TO BE DONE
Rewrite the part of the data that opens with the line containing "For every instance of the camouflage military" and runs through the end of the data, keeping every line. Shift each coordinate given as an answer by adding -58 to each of its numbers, and leave all other lines unchanged.

A run of data:

-=-=-

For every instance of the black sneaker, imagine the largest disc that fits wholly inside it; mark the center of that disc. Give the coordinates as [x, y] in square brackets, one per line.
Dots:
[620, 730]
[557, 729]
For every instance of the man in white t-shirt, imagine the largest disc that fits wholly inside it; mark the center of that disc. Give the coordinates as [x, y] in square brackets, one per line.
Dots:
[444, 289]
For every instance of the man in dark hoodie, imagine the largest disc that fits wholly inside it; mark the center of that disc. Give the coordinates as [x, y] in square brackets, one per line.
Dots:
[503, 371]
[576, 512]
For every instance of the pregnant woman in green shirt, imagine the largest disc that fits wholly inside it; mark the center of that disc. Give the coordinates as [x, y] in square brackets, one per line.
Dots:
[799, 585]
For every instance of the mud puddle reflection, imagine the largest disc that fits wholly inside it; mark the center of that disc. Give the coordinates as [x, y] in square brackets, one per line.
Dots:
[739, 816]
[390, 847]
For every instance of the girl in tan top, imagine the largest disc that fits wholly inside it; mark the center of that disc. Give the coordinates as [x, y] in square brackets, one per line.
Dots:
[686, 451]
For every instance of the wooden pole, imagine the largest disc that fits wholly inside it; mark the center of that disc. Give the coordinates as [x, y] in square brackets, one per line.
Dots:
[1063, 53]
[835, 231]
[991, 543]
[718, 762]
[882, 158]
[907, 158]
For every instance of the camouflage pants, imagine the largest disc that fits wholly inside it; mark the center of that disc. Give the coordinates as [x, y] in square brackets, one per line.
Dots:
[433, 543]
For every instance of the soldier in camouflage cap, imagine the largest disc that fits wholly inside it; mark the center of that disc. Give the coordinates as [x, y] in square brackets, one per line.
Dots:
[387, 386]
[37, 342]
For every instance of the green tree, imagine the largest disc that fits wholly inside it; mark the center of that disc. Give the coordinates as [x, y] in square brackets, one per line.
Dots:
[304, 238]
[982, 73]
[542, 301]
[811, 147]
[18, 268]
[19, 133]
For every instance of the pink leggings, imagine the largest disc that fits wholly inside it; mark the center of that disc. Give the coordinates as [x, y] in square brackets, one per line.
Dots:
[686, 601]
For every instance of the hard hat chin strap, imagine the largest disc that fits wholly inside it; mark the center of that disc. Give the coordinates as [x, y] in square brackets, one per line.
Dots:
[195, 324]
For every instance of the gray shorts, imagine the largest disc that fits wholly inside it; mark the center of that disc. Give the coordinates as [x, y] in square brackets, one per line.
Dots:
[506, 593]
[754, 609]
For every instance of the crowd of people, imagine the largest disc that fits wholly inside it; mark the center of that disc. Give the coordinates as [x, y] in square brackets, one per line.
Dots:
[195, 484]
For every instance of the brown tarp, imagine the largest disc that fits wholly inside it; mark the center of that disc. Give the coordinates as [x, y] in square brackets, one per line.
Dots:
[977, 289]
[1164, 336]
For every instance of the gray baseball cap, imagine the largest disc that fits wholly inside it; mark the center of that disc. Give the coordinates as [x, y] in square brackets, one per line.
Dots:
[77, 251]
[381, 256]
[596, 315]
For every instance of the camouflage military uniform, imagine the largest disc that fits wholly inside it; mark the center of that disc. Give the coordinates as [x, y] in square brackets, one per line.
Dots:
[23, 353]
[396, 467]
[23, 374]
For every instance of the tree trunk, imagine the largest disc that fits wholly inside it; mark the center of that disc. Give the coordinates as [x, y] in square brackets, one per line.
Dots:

-=-=-

TASK OUTPUT
For every instance of the camouflage military uniform, imagine the largest disc that fits wholly inside it; mark the center of that disc. Give the coordinates as [x, y] in square brackets, one per line.
Dots:
[-35, 295]
[338, 409]
[-35, 316]
For every instance of the tree trunk, imagine the largest disc that fits wholly inside it; mark the center of that disc. Give the coordinates as [x, y] in square brackets, one per line.
Dots:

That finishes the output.